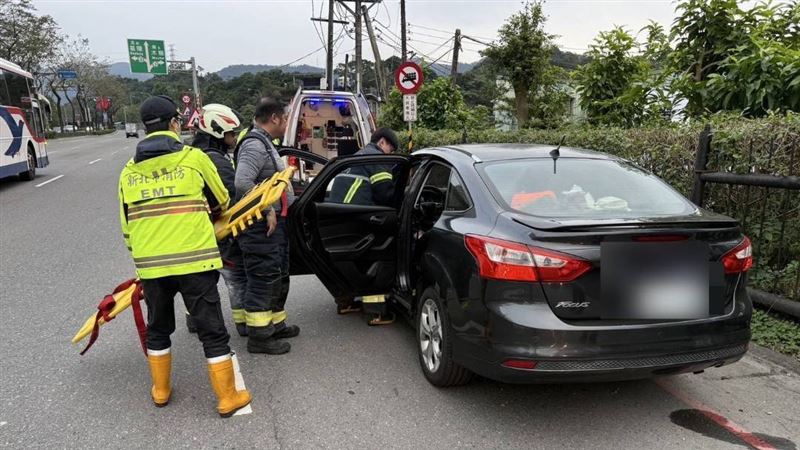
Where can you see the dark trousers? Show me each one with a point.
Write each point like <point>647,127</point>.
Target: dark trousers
<point>235,278</point>
<point>201,298</point>
<point>266,263</point>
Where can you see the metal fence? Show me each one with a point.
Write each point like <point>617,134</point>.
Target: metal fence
<point>766,199</point>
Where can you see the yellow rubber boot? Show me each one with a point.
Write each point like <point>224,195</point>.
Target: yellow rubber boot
<point>160,371</point>
<point>220,371</point>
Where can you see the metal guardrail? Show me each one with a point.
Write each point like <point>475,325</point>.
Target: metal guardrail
<point>702,176</point>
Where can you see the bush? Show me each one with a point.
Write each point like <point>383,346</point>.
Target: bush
<point>768,145</point>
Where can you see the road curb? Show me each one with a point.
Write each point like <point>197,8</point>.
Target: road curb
<point>787,362</point>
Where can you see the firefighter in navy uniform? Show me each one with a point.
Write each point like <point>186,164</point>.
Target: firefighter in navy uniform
<point>166,193</point>
<point>371,184</point>
<point>265,244</point>
<point>216,136</point>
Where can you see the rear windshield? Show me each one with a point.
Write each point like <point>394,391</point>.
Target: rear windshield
<point>583,188</point>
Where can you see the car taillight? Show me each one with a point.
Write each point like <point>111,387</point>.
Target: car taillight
<point>740,259</point>
<point>503,260</point>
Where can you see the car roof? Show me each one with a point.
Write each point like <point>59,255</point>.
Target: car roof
<point>498,152</point>
<point>326,94</point>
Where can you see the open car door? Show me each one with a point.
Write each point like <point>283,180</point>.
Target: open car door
<point>306,164</point>
<point>352,248</point>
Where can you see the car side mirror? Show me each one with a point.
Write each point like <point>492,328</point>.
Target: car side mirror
<point>431,210</point>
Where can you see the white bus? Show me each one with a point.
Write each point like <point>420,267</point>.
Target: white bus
<point>22,135</point>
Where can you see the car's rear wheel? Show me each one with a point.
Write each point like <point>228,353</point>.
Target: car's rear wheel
<point>435,348</point>
<point>29,174</point>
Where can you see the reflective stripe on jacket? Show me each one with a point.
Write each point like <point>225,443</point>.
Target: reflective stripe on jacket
<point>164,211</point>
<point>371,184</point>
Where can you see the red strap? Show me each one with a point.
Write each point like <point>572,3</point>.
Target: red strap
<point>141,327</point>
<point>105,306</point>
<point>284,204</point>
<point>108,303</point>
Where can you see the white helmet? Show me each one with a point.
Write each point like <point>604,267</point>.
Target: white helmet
<point>216,120</point>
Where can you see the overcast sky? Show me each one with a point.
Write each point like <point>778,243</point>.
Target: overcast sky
<point>224,32</point>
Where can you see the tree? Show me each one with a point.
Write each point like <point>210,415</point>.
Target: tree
<point>26,38</point>
<point>440,105</point>
<point>731,59</point>
<point>620,84</point>
<point>704,32</point>
<point>523,55</point>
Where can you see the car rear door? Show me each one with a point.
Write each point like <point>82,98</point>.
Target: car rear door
<point>304,162</point>
<point>352,248</point>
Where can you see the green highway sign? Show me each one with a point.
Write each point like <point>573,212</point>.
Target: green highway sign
<point>147,56</point>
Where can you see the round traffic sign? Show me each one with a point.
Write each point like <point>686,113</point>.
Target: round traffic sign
<point>408,77</point>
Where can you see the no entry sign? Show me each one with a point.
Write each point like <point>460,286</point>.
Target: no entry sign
<point>408,78</point>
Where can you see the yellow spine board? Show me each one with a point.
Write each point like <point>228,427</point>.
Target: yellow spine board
<point>268,192</point>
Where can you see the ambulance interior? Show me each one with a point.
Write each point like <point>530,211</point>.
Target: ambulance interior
<point>328,127</point>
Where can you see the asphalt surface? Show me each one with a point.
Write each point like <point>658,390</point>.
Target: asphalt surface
<point>344,385</point>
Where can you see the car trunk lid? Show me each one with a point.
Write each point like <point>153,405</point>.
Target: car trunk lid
<point>673,242</point>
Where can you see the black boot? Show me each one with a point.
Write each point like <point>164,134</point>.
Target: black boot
<point>263,340</point>
<point>190,325</point>
<point>241,328</point>
<point>283,331</point>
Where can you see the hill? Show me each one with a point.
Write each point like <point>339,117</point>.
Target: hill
<point>123,69</point>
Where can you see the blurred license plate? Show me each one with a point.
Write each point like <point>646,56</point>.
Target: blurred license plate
<point>655,280</point>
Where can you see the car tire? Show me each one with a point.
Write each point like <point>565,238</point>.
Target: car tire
<point>29,174</point>
<point>435,343</point>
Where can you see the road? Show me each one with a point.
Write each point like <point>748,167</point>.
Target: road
<point>344,385</point>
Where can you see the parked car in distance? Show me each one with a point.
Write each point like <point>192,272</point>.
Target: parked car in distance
<point>523,263</point>
<point>131,130</point>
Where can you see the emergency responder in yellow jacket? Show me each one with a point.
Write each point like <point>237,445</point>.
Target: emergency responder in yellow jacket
<point>216,136</point>
<point>168,193</point>
<point>371,184</point>
<point>265,244</point>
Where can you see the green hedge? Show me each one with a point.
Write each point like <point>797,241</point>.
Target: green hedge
<point>771,217</point>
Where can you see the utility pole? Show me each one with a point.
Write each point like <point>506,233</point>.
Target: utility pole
<point>380,76</point>
<point>356,12</point>
<point>358,45</point>
<point>329,72</point>
<point>195,85</point>
<point>403,49</point>
<point>346,70</point>
<point>456,49</point>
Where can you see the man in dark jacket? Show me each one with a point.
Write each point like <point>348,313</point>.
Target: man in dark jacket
<point>371,184</point>
<point>265,245</point>
<point>216,135</point>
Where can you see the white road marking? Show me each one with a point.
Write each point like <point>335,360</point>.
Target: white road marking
<point>49,181</point>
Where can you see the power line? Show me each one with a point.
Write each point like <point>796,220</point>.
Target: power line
<point>410,38</point>
<point>416,50</point>
<point>445,31</point>
<point>439,58</point>
<point>301,58</point>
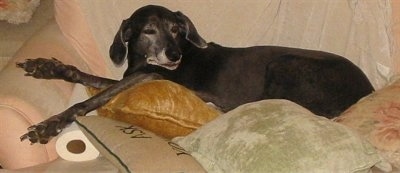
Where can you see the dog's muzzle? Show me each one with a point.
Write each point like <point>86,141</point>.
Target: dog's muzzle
<point>162,60</point>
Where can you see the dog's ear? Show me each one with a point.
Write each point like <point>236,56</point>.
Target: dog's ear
<point>118,48</point>
<point>191,32</point>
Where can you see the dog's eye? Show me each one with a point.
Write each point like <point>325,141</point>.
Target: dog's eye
<point>149,31</point>
<point>175,29</point>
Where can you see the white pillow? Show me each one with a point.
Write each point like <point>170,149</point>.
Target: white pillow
<point>133,149</point>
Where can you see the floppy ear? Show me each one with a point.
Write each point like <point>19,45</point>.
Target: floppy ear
<point>118,49</point>
<point>191,32</point>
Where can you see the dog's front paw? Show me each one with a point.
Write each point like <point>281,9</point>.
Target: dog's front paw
<point>42,68</point>
<point>44,131</point>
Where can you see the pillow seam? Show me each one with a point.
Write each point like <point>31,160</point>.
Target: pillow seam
<point>104,146</point>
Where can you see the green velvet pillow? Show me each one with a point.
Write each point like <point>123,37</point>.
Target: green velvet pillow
<point>279,136</point>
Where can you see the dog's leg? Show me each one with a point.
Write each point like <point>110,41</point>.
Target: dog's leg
<point>44,131</point>
<point>42,68</point>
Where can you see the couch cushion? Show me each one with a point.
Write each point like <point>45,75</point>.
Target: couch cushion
<point>279,136</point>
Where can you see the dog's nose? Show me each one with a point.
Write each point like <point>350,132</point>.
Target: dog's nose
<point>173,55</point>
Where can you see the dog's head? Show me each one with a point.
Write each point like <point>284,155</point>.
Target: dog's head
<point>153,35</point>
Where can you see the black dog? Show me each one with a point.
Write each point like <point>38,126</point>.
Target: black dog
<point>161,44</point>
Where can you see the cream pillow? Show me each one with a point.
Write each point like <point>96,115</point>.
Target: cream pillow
<point>377,118</point>
<point>279,136</point>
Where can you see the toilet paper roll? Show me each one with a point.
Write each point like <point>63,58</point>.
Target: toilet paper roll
<point>72,145</point>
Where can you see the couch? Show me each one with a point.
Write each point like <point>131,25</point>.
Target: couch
<point>366,32</point>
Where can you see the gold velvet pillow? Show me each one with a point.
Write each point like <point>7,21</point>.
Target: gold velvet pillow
<point>163,107</point>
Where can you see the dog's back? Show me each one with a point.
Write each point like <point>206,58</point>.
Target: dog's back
<point>167,43</point>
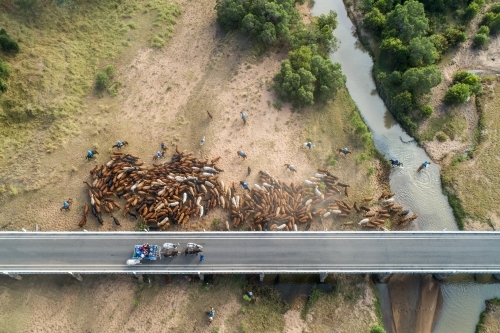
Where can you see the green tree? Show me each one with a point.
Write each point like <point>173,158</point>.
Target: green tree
<point>422,52</point>
<point>329,78</point>
<point>393,51</point>
<point>230,13</point>
<point>419,81</point>
<point>457,94</point>
<point>471,11</point>
<point>407,21</point>
<point>454,36</point>
<point>301,58</point>
<point>402,103</point>
<point>295,86</point>
<point>472,80</point>
<point>375,21</point>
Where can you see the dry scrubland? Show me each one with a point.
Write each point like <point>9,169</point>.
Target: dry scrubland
<point>116,303</point>
<point>162,94</point>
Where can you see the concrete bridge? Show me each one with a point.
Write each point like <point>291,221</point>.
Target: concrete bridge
<point>253,252</point>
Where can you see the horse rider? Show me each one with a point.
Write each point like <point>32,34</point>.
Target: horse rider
<point>211,314</point>
<point>65,205</point>
<point>244,185</point>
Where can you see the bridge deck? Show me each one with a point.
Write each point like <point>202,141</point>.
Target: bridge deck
<point>250,252</point>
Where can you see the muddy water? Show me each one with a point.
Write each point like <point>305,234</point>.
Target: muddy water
<point>463,297</point>
<point>419,192</point>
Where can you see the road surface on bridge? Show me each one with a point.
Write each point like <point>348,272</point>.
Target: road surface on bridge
<point>254,252</point>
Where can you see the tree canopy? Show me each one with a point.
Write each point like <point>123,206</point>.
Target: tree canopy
<point>407,21</point>
<point>420,80</point>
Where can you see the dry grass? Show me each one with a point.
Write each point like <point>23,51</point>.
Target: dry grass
<point>61,51</point>
<point>476,181</point>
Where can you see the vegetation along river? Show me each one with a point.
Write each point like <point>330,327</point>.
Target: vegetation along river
<point>463,299</point>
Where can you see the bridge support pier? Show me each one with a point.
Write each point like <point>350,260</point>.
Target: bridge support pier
<point>441,276</point>
<point>14,276</point>
<point>76,276</point>
<point>384,277</point>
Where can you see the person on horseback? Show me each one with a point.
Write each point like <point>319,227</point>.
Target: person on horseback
<point>244,185</point>
<point>211,314</point>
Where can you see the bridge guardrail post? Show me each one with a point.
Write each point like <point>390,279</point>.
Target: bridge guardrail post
<point>14,276</point>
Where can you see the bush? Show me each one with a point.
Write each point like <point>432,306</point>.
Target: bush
<point>471,11</point>
<point>377,329</point>
<point>480,40</point>
<point>483,30</point>
<point>427,111</point>
<point>454,36</point>
<point>457,94</point>
<point>7,43</point>
<point>102,81</point>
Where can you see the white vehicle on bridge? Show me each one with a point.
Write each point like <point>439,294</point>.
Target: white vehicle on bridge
<point>193,248</point>
<point>144,252</point>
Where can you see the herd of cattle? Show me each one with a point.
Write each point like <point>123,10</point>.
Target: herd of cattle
<point>173,192</point>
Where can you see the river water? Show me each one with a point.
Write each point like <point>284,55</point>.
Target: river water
<point>463,298</point>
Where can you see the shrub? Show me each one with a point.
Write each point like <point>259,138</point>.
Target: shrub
<point>454,36</point>
<point>457,94</point>
<point>471,11</point>
<point>480,40</point>
<point>7,43</point>
<point>427,111</point>
<point>102,81</point>
<point>377,329</point>
<point>483,30</point>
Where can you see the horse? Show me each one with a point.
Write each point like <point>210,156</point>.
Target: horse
<point>157,156</point>
<point>290,167</point>
<point>396,163</point>
<point>121,144</point>
<point>66,204</point>
<point>423,165</point>
<point>242,154</point>
<point>91,154</point>
<point>344,151</point>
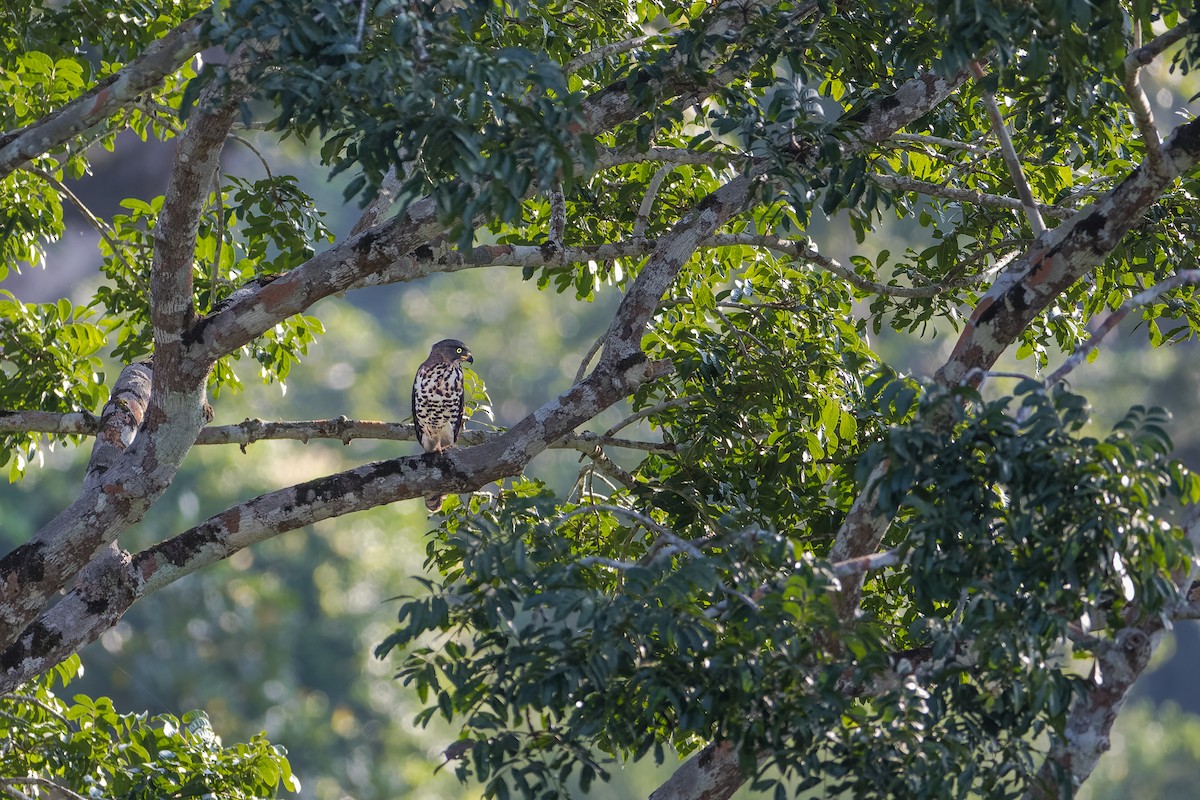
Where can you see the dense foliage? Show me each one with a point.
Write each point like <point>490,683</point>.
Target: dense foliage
<point>87,749</point>
<point>843,575</point>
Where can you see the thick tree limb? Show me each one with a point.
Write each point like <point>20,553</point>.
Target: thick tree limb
<point>137,476</point>
<point>141,74</point>
<point>1062,257</point>
<point>715,773</point>
<point>622,368</point>
<point>342,429</point>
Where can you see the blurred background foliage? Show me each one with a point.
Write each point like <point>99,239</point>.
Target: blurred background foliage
<point>280,638</point>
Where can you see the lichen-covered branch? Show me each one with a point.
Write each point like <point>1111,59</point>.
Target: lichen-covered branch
<point>121,90</point>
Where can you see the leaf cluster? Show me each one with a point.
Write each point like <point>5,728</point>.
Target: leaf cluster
<point>87,747</point>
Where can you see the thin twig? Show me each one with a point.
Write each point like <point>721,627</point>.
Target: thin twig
<point>653,409</point>
<point>1187,277</point>
<point>93,220</point>
<point>378,206</point>
<point>43,782</point>
<point>939,142</point>
<point>1009,152</point>
<point>904,184</point>
<point>1143,115</point>
<point>647,205</point>
<point>243,140</point>
<point>607,52</point>
<point>557,235</point>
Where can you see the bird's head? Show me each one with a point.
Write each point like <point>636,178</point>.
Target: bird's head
<point>451,352</point>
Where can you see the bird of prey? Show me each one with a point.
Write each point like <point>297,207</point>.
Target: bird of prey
<point>438,400</point>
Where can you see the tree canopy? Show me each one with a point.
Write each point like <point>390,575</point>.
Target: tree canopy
<point>785,555</point>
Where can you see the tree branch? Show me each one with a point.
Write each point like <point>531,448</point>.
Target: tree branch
<point>903,184</point>
<point>1187,277</point>
<point>1139,103</point>
<point>120,90</point>
<point>1009,152</point>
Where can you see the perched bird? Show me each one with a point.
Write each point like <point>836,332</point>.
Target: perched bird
<point>438,400</point>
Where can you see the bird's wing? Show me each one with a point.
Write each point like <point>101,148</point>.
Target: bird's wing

*TASK INSTRUCTIONS*: Copy out the rows above word for word, starting with the line that contains "Where can you see the road?" and ending with the line that contains "<point>131,130</point>". Include both of those lines.

*TASK ANSWER*:
Where can you see the road? Show me each one with a point.
Write each point like <point>748,167</point>.
Target: road
<point>344,385</point>
Where can you see the parked car in distance? Show me each one with a point.
Write each point like <point>192,272</point>.
Target: parked car in distance
<point>523,263</point>
<point>131,130</point>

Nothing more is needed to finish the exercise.